**YOUR OBJECTIVE**
Output the entire listing below exactly as it stands.

**DATA TO EXAMINE**
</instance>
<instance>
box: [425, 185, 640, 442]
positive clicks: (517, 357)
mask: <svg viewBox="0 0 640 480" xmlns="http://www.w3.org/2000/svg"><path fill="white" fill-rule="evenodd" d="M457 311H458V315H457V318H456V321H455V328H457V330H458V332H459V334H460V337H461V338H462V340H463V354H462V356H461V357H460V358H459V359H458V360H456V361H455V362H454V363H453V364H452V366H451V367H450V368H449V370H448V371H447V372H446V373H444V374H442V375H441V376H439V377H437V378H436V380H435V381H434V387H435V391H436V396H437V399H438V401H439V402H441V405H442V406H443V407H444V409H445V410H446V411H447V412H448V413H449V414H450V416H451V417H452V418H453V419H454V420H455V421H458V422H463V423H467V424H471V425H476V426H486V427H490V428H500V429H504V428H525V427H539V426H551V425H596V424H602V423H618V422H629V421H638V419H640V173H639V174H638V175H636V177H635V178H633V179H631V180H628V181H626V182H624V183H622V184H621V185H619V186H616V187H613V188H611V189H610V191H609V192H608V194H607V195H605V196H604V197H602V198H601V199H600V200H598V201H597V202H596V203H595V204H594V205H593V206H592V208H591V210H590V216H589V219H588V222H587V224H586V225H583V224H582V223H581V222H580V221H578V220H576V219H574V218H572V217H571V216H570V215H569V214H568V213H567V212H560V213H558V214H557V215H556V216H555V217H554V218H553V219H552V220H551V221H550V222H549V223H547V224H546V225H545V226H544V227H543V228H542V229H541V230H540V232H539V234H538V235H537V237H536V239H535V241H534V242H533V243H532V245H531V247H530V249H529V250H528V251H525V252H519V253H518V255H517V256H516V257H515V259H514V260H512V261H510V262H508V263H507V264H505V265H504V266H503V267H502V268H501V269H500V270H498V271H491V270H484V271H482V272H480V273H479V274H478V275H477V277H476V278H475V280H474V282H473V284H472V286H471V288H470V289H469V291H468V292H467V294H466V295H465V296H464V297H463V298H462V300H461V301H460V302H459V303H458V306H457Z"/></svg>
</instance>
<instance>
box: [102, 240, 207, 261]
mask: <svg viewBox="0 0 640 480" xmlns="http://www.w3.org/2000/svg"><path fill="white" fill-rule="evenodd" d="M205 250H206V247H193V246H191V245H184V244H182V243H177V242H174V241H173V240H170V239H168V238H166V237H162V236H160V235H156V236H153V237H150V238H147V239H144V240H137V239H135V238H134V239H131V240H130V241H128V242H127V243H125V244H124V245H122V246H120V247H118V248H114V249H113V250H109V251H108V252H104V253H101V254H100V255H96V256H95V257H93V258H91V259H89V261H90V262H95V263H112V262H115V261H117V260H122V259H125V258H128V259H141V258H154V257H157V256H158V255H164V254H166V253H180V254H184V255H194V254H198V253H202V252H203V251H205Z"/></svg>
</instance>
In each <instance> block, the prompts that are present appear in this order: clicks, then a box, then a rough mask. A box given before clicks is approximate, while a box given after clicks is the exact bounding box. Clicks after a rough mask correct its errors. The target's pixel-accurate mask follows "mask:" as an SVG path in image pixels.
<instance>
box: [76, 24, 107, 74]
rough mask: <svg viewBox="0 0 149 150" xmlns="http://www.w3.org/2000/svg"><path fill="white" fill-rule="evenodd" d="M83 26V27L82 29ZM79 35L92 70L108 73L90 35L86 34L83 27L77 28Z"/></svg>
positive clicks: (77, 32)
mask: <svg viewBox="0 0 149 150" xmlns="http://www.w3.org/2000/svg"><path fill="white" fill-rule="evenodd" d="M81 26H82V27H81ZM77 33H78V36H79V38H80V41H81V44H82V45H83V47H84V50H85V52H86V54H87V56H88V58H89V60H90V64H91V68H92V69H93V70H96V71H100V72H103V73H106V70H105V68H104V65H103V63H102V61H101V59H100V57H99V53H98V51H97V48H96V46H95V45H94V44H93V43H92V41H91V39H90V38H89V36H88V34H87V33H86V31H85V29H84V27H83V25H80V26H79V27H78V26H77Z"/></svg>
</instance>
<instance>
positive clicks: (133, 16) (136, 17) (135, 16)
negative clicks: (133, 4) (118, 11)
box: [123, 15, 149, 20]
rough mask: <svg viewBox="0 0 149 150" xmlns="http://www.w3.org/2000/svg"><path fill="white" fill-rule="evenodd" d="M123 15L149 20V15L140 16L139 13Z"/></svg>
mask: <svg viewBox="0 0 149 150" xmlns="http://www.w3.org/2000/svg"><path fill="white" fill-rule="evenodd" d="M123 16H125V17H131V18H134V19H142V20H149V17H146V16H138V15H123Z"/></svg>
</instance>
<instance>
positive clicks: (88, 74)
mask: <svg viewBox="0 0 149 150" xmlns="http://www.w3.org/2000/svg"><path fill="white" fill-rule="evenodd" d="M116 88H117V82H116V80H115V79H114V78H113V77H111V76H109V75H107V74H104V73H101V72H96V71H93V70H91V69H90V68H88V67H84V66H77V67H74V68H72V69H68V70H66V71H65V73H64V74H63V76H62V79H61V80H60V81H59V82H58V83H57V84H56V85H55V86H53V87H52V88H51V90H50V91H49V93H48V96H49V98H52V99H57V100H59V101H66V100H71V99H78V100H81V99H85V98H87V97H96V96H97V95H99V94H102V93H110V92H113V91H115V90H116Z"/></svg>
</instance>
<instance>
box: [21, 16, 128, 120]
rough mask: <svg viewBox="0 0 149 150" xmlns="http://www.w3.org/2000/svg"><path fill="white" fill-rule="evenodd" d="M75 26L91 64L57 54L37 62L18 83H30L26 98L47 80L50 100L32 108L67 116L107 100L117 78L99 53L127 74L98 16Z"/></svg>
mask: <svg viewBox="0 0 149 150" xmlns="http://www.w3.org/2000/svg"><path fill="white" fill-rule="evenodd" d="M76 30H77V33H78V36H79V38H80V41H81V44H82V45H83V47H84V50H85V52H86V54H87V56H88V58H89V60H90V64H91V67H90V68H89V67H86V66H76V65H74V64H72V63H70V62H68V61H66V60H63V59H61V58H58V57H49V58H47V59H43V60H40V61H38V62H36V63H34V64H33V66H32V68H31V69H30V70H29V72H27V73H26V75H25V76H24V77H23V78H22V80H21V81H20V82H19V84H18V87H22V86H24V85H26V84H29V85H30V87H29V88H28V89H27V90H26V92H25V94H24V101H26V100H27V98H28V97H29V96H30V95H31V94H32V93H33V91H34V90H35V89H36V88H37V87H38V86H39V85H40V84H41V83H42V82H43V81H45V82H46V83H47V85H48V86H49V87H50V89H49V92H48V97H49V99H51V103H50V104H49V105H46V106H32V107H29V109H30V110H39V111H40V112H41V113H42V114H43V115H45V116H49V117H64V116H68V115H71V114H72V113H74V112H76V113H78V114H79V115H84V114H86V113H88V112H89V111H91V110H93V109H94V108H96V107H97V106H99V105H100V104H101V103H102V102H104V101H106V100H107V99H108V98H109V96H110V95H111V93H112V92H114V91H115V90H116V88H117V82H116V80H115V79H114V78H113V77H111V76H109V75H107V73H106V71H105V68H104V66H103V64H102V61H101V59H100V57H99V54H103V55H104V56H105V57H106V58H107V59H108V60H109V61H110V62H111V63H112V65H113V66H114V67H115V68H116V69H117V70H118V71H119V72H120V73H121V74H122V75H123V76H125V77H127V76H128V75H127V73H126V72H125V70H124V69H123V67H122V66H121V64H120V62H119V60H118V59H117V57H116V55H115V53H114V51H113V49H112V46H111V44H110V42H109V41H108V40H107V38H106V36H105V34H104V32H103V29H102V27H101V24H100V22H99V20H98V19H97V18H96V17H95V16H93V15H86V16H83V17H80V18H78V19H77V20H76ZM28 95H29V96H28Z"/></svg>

**TASK OUTPUT**
</instance>
<instance>
box: [425, 185, 640, 442]
positive clicks: (517, 357)
mask: <svg viewBox="0 0 640 480" xmlns="http://www.w3.org/2000/svg"><path fill="white" fill-rule="evenodd" d="M457 311H458V315H457V318H456V321H455V328H457V330H458V332H459V334H460V337H461V338H462V340H463V354H462V356H461V357H460V358H459V359H458V360H456V361H455V362H454V363H453V364H452V366H451V367H450V368H449V370H448V371H447V372H446V373H444V374H442V375H441V376H439V377H437V378H436V380H435V381H434V387H435V391H436V396H437V399H438V401H439V402H441V405H442V406H443V407H444V409H445V410H446V411H447V412H448V413H449V414H450V416H451V417H452V418H453V419H454V420H455V421H458V422H463V423H467V424H471V425H476V426H486V427H490V428H500V429H504V428H525V427H539V426H551V425H596V424H602V423H618V422H629V421H638V419H640V173H639V174H638V175H636V177H635V178H633V179H631V180H628V181H626V182H624V183H622V184H621V185H619V186H616V187H613V188H611V189H610V191H609V192H608V194H607V195H605V196H604V197H602V198H601V199H600V200H598V201H597V202H596V203H595V204H594V205H593V206H592V208H591V210H590V216H589V219H588V222H587V224H586V225H583V224H582V223H581V222H580V221H578V220H576V219H574V218H572V217H571V216H570V215H569V214H568V213H567V212H560V213H558V214H557V215H556V216H555V217H554V218H553V219H552V220H551V221H550V222H549V223H547V224H546V225H545V226H544V227H543V228H542V229H541V230H540V232H539V234H538V235H537V237H536V239H535V241H534V242H533V243H532V245H531V247H530V249H529V250H528V251H525V252H519V253H518V255H517V256H516V257H515V259H514V260H512V261H510V262H508V263H507V264H505V265H504V266H503V267H502V268H501V269H500V270H498V271H491V270H484V271H482V272H480V273H479V274H478V275H477V277H476V278H475V280H474V282H473V284H472V286H471V288H470V289H469V291H468V292H467V294H466V295H465V296H464V297H463V298H462V300H461V301H460V302H459V303H458V306H457Z"/></svg>
</instance>
<instance>
box: [102, 240, 207, 261]
mask: <svg viewBox="0 0 640 480" xmlns="http://www.w3.org/2000/svg"><path fill="white" fill-rule="evenodd" d="M205 250H206V247H193V246H191V245H184V244H182V243H177V242H174V241H173V240H170V239H168V238H166V237H162V236H160V235H156V236H153V237H150V238H147V239H144V240H137V239H135V238H134V239H131V240H130V241H128V242H127V243H125V244H124V245H122V246H120V247H118V248H114V249H113V250H109V251H108V252H104V253H101V254H100V255H96V256H95V257H93V258H91V259H89V261H90V262H95V263H112V262H115V261H117V260H122V259H125V258H128V259H141V258H154V257H157V256H158V255H164V254H166V253H180V254H184V255H194V254H198V253H202V252H203V251H205Z"/></svg>
</instance>
In each <instance> block, the prompts that are present appear in this order: clicks, then a box, then a rough mask. A box given before clicks is approximate, while a box given after clicks is the exact bounding box. Clicks after a rough mask correct its errors. The target's pixel-accurate mask follows "mask:" as an SVG path in image pixels.
<instance>
box: [76, 24, 107, 74]
rough mask: <svg viewBox="0 0 149 150" xmlns="http://www.w3.org/2000/svg"><path fill="white" fill-rule="evenodd" d="M83 26V27L82 29ZM79 35L92 70L108 73L90 35L86 34L83 27L77 28Z"/></svg>
positive clicks: (77, 32)
mask: <svg viewBox="0 0 149 150" xmlns="http://www.w3.org/2000/svg"><path fill="white" fill-rule="evenodd" d="M81 26H82V27H81ZM77 33H78V36H79V38H80V41H81V44H82V45H83V47H84V50H85V52H86V54H87V56H88V58H89V60H90V64H91V68H92V69H93V70H96V71H100V72H103V73H106V70H105V68H104V65H103V63H102V61H101V59H100V57H99V53H98V51H97V48H96V46H95V45H94V44H93V43H92V41H91V39H90V38H89V36H88V34H87V33H86V31H85V29H84V27H83V25H80V26H79V27H78V26H77Z"/></svg>
</instance>
<instance>
positive clicks: (133, 16) (136, 17) (135, 16)
negative clicks: (133, 4) (118, 11)
box: [123, 15, 149, 20]
rough mask: <svg viewBox="0 0 149 150" xmlns="http://www.w3.org/2000/svg"><path fill="white" fill-rule="evenodd" d="M123 15L149 20V15L140 16L139 13Z"/></svg>
mask: <svg viewBox="0 0 149 150" xmlns="http://www.w3.org/2000/svg"><path fill="white" fill-rule="evenodd" d="M123 16H125V17H131V18H134V19H142V20H149V17H146V16H138V15H123Z"/></svg>
</instance>
<instance>
positive clicks: (88, 74)
mask: <svg viewBox="0 0 149 150" xmlns="http://www.w3.org/2000/svg"><path fill="white" fill-rule="evenodd" d="M116 88H117V82H116V80H115V79H114V78H113V77H111V76H109V75H107V74H104V73H101V72H96V71H93V70H91V69H90V68H88V67H84V66H77V67H74V68H72V69H68V70H66V71H65V73H64V74H63V76H62V79H61V80H60V81H59V82H58V83H57V84H56V85H55V86H53V87H52V88H51V90H50V91H49V93H48V96H49V98H52V99H57V100H59V101H66V100H71V99H78V100H81V99H85V98H87V97H96V96H97V95H99V94H102V93H110V92H113V91H115V90H116Z"/></svg>
</instance>
<instance>
box: [21, 16, 128, 120]
rough mask: <svg viewBox="0 0 149 150" xmlns="http://www.w3.org/2000/svg"><path fill="white" fill-rule="evenodd" d="M75 26L91 64L57 54L37 62L18 83H30L26 98L47 80L50 100L32 108L67 116L107 100L117 78L99 53L127 74L98 16Z"/></svg>
mask: <svg viewBox="0 0 149 150" xmlns="http://www.w3.org/2000/svg"><path fill="white" fill-rule="evenodd" d="M76 30H77V33H78V36H79V38H80V41H81V44H82V45H83V47H84V50H85V52H86V54H87V56H88V58H89V60H90V64H91V67H90V68H89V67H86V66H76V65H74V64H72V63H70V62H68V61H66V60H63V59H61V58H58V57H49V58H47V59H43V60H40V61H38V62H36V63H34V64H33V66H32V68H31V69H30V70H29V72H27V73H26V75H25V76H24V77H23V78H22V80H21V81H20V82H19V84H18V87H22V86H24V85H26V84H29V85H30V87H29V88H28V89H27V90H26V92H25V94H24V101H26V100H27V98H28V97H29V96H30V95H31V94H32V93H33V91H34V90H35V89H36V88H37V87H38V86H39V85H40V84H41V83H42V82H43V81H45V82H46V83H47V85H48V86H49V87H50V89H49V92H48V97H49V99H51V103H50V104H49V105H46V106H32V107H29V109H30V110H39V111H40V112H41V113H42V114H43V115H45V116H49V117H64V116H68V115H71V114H72V113H74V112H76V113H78V114H79V115H84V114H86V113H88V112H89V111H91V110H93V109H94V108H96V107H97V106H99V105H100V104H101V103H102V102H104V101H106V100H107V99H108V98H109V96H110V95H111V93H112V92H114V91H115V90H116V88H117V82H116V80H115V79H114V78H113V77H111V76H109V75H107V73H106V71H105V68H104V66H103V64H102V61H101V59H100V57H99V54H103V55H104V56H105V57H106V58H107V59H108V60H109V61H110V62H111V63H112V65H113V66H114V67H115V68H116V69H117V70H118V71H119V72H120V73H121V74H122V75H123V76H125V77H127V76H128V75H127V73H126V72H125V70H124V69H123V67H122V66H121V64H120V62H119V60H118V59H117V57H116V55H115V53H114V51H113V49H112V46H111V44H110V42H109V41H108V40H107V38H106V36H105V34H104V32H103V29H102V27H101V24H100V22H99V20H98V19H97V18H96V17H95V16H93V15H86V16H83V17H80V18H78V19H77V20H76ZM28 95H29V96H28Z"/></svg>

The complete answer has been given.